◆ **AUSGEWÄHLTER AUSZUG**
Das war aber immer noch zuviel, und ich habe weiter reduziert. Viele der Bücher stammten aus zweiter Hand, hatten geschriebene Preisschilder aufgeklebt. Die Bücher habe ich dann nach ihrem Preis sortiert, mit dem Cover nach oben. Das war besser, aber immer noch zuviel – und schließlich habe ich nur einige der Schildchen in die Vitrine gelegt, sozusagen als Stellvertreter der Bücher. Dadurch kam deren Warencharakter zum Tragen, denn in der Vitrine lagen zu Bäckerszeiten ja auch mit Preisen ausgezeichnete Waren aus. Die kleinen aufgerollten Klebeschildchen entwickelten ein Eigenleben, wurden zu Miniaturskulpturen, zudem so klein, dass man sie erst auf den zweiten Blick wahrnahm. Viel minimalistischer ging es kaum.
Der Namensgeber für RIEGEL aber war die Installation von quer in den Zwischenraum der Griffstange der Tür geklemmten Büchern, was ein Aufziehen der Tür von außen unmöglich machte. Das war zunächst eine spontane, einfache Geste, naheliegend. Denn der Raum sollte, das war eine Vorgabe von Susann, während der Ausstellung nicht betretbar, sondern nur durch das Schaufenster einzusehen sein. Ich hatte ja schon mehrfach Räume und Fenster mit Büchern verschlossen, und sowas war zunächst auch angedacht; ich wollte mich aber nicht wiederholen, und war ganz glücklich, als ich auf die Lösung kam. Außerdem passte „Riegel“ auch zum Food-Kontext, siehe Schoko‑, Müsli- etc. ‑riegel, und zur querliegenden Form der nach ihrem Preis sortierten Bücher am Boden …
Weiter hinten gab es eine zweite, noch einfachere Verriegelung bzw. Sperre, ein Buch, das als Keil zwischen Boden und Unterkante der rückwärtigen Tür geklemmt war, so, dass die Tür einen Spalt geöffnet war, anderseits blockiert, als Abschluss der Serie von Installationen. Das Buch war von den Dimensionen und vom Titel her bewusst gewählt: Das Wort „mühelos“ als Anfang des Buchtitels stand im Widerspruch zum Akt des Verkeilens und zur Energie, die nötig war, um die Türe zu öffnen.

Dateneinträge
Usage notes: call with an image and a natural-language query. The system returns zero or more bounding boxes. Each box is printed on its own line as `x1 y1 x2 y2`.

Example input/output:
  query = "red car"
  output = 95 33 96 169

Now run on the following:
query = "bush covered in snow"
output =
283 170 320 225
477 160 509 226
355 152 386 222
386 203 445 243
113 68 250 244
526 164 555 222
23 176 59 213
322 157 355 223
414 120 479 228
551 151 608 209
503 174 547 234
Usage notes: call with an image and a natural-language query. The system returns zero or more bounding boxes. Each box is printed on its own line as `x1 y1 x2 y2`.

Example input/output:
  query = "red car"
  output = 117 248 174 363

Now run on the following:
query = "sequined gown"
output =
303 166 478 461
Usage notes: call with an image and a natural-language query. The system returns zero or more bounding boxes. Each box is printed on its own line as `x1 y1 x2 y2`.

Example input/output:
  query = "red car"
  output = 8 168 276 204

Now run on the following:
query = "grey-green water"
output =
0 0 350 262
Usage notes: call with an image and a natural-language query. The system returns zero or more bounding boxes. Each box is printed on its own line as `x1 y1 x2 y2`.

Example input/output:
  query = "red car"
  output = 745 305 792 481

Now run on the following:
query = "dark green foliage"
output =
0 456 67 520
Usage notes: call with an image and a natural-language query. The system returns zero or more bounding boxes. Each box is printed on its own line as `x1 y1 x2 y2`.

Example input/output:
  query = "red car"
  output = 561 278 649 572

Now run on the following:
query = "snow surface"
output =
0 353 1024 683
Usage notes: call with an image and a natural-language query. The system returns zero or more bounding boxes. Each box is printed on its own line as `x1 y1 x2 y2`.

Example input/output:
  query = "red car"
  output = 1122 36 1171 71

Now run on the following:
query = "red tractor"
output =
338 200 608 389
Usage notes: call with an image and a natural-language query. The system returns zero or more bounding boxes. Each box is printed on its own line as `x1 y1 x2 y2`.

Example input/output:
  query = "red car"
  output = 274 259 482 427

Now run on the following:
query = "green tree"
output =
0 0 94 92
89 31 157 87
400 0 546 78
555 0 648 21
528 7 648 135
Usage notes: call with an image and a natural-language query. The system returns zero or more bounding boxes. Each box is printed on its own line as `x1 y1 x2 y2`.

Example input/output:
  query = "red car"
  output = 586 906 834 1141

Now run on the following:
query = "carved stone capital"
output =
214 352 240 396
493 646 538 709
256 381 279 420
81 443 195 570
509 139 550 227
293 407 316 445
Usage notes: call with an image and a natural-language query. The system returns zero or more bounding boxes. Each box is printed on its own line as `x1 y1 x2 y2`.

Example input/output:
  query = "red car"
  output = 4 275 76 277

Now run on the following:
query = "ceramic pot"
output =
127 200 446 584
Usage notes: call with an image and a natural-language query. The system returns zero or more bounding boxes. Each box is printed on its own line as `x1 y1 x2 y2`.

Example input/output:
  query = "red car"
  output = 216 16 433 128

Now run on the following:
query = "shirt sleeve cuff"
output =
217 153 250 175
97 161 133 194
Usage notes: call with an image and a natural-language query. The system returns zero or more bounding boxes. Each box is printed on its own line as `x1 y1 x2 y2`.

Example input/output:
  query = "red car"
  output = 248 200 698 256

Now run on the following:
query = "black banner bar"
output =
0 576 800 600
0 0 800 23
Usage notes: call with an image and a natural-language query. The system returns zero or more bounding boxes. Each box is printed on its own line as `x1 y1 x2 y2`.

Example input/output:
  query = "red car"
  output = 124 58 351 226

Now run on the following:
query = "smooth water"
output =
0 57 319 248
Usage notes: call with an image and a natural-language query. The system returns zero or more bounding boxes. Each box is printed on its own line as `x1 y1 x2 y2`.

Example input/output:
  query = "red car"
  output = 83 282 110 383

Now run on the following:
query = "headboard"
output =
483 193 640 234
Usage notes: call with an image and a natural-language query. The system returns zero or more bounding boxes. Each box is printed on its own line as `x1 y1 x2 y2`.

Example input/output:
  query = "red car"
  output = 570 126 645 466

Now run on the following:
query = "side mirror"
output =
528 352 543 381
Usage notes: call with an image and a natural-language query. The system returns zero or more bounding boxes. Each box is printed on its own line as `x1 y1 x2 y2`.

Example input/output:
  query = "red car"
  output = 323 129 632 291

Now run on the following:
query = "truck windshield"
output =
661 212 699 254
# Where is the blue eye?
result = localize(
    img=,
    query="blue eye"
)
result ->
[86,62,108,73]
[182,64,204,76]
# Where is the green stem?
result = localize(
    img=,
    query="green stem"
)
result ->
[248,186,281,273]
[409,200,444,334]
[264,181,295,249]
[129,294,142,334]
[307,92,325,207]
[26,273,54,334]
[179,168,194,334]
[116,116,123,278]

◆ **AUFGABE 1**
Beantworten Sie anhand des Textes über die Installation RIEGEL folgende Fragen:
(a) Wonach wurden die Bücher am Boden sortiert?
(b) Von wem stammte die Vorgabe, dass der Raum während der Ausstellung nicht betretbar sein sollte?
(c) Mit welchem Wort begann der Titel des Buches, das als Keil unter der rückwärtigen Tür steckte?
◆ **AUFGABE 2**
Knüpfen Sie an den letzten Satz des Textes über die Installation RIEGEL an und schreiben Sie ihn weiter.

◆ **ANTWORT 1**
(a) Die Bücher wurden nach ihrem Preis sortiert.
(b) Die Vorgabe stammte von Susann.
(c) Der Buchtitel begann mit dem Wort „mühelos“.

◆ **ANTWORT 2**
Lieber Albert,
gehe ich recht in der Annahme, dass sich hinter dem Verschließen von Räumen mit Hilfe von Büchern ein Seitenhieb gegen bildungsbürgerliche Klischees verbirgt? Um Bücher wurde ja lange Zeit ein veritabler Kult im Kulturmarketing getrieben: Bücher führen uns in neue Welten, Bücher erweitern den Horizont, Bücher erschließen uns unbekannte Räume! Das ist medientheoretisch betrachtet zwar äußerst unterkomplex, ja irreführend, vermögen doch auch andere Medien dies. Aber mit dem Bürgertumsforscher Peter Gay gesprochen, haben Vorstellungen „nicht geringeren Wirklichkeitsgehalt als die nackteste Empirie“. Du hingegen verschließt nicht nur Bücher, indem Du sie ineinander verkeilst. Du verunmöglichst auch den Zugang zur Welt hinter den Büchern, lässt sie zu Mauern, Barrieren, Hindernissen werden. In diesem Zusammenhang interessiert mich Deine Auseinandersetzung mit der Tradition des Bildungsbürgertums, die sich als roter Faden durch Deine Arbeit zieht. Was war dieses alteuropäische Bildungsbürgertum, was interessiert Dich daran und welche Bedeutung hat es für unsere transkulturelle, globalisierte Gegenwart?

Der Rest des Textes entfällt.